WHAT IS NEEDED ->
In the records below, rewrite the stretch from the line that contains "Where can you find the white tile" through the end of the records, putting "ivory" in place of "white" and leaving everything else as it is. Omit the pictures from your answer.

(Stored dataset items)
= = = =
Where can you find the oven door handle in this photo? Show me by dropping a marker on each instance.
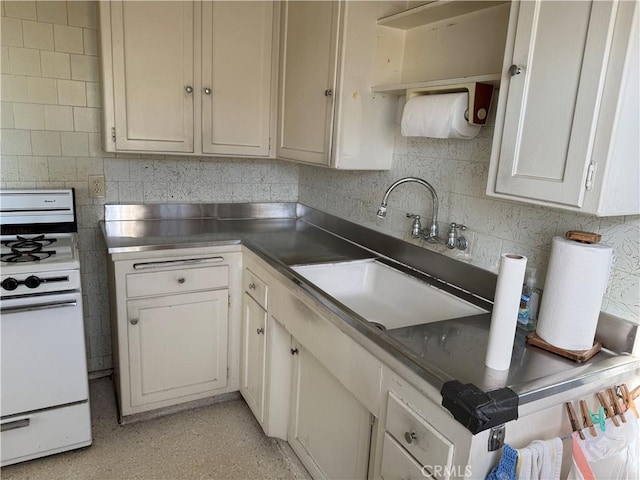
(15, 424)
(175, 263)
(41, 306)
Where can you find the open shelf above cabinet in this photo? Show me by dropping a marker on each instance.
(435, 11)
(400, 90)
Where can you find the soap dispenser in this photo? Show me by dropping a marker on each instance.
(529, 302)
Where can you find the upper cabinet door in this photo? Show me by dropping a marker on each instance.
(309, 60)
(237, 44)
(547, 125)
(152, 44)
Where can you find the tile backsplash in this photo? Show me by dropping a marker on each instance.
(458, 171)
(50, 138)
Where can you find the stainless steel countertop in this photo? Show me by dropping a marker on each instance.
(438, 352)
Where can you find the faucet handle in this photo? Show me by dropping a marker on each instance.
(454, 240)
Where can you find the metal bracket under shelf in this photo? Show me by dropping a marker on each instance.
(480, 95)
(480, 90)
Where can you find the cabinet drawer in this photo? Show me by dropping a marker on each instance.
(45, 432)
(397, 463)
(419, 438)
(177, 281)
(255, 287)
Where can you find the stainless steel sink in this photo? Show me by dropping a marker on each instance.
(385, 296)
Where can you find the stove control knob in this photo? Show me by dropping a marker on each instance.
(32, 282)
(9, 283)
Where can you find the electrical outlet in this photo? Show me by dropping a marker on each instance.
(96, 186)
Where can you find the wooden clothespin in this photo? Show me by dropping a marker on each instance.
(628, 399)
(586, 418)
(573, 419)
(608, 409)
(616, 405)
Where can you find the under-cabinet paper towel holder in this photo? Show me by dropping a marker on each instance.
(480, 95)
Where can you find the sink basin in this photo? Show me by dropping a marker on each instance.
(385, 296)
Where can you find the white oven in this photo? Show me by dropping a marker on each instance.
(44, 394)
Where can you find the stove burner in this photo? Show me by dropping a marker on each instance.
(23, 257)
(27, 249)
(29, 243)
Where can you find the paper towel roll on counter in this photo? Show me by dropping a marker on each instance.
(438, 116)
(576, 281)
(504, 316)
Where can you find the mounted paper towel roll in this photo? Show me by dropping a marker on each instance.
(438, 116)
(576, 281)
(504, 316)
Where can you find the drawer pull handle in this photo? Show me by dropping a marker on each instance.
(515, 70)
(410, 436)
(23, 422)
(171, 263)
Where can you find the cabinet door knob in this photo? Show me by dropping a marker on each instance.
(410, 436)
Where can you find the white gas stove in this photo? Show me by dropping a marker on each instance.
(44, 393)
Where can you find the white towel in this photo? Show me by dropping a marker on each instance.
(541, 460)
(438, 116)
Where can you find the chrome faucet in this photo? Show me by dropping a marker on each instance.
(453, 239)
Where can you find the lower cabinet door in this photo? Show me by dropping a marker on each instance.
(397, 463)
(329, 429)
(253, 356)
(177, 345)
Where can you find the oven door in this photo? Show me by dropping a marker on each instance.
(43, 352)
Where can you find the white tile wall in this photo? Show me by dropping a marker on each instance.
(458, 171)
(65, 149)
(50, 138)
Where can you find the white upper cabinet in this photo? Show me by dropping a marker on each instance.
(567, 123)
(309, 52)
(236, 77)
(327, 113)
(187, 77)
(152, 74)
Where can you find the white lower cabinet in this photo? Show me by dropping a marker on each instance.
(253, 370)
(348, 414)
(173, 339)
(418, 441)
(329, 429)
(398, 463)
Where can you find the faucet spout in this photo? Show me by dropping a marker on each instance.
(433, 226)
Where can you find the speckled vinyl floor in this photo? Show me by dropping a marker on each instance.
(220, 441)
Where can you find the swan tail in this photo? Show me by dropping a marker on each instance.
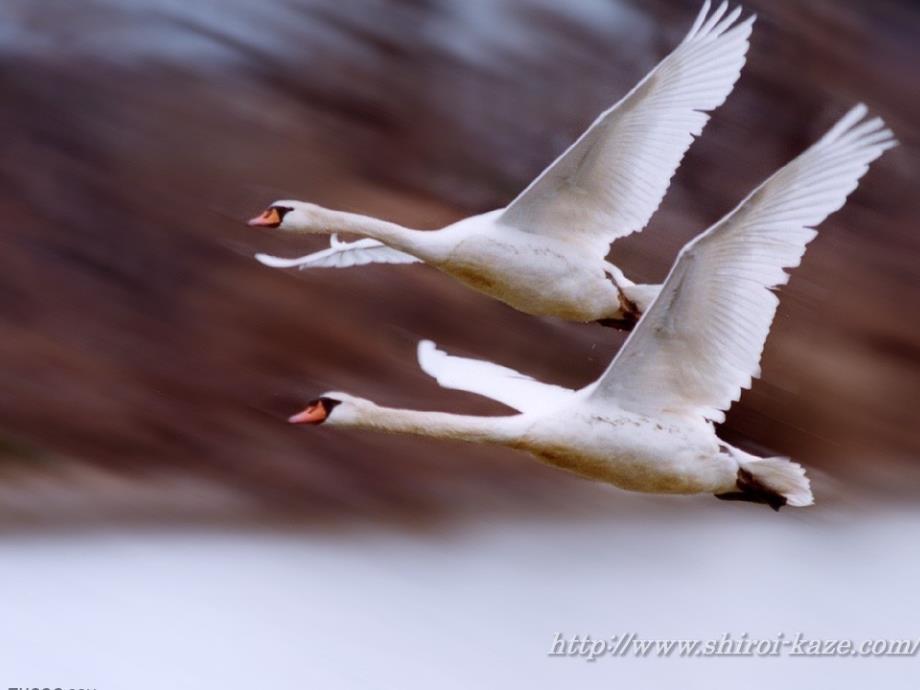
(775, 481)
= = = =
RESPONSE BELOW ->
Where can you find the ivory tile wall in this photo? Show me by dropping a marker on each instance.
(458, 171)
(65, 149)
(50, 138)
Where can you find the ivory upper cabinet in this photo? Show me by dropping a marker on each instance.
(567, 123)
(309, 52)
(236, 77)
(327, 113)
(187, 77)
(152, 74)
Where can you find the ivory lower cabinet in this photo? Show me by dropping a marker on each instance.
(253, 370)
(348, 414)
(173, 339)
(418, 441)
(329, 429)
(398, 463)
Where can you find the faucet spout in this photo? Show me by dropping a marker on each instance.
(433, 226)
Where can you find the speckled vinyl floor in this photo? Show me by dropping a marker on each instance.
(220, 441)
Where can you find the swan tail in this photo? Show me by dropping a marker on each instance.
(775, 481)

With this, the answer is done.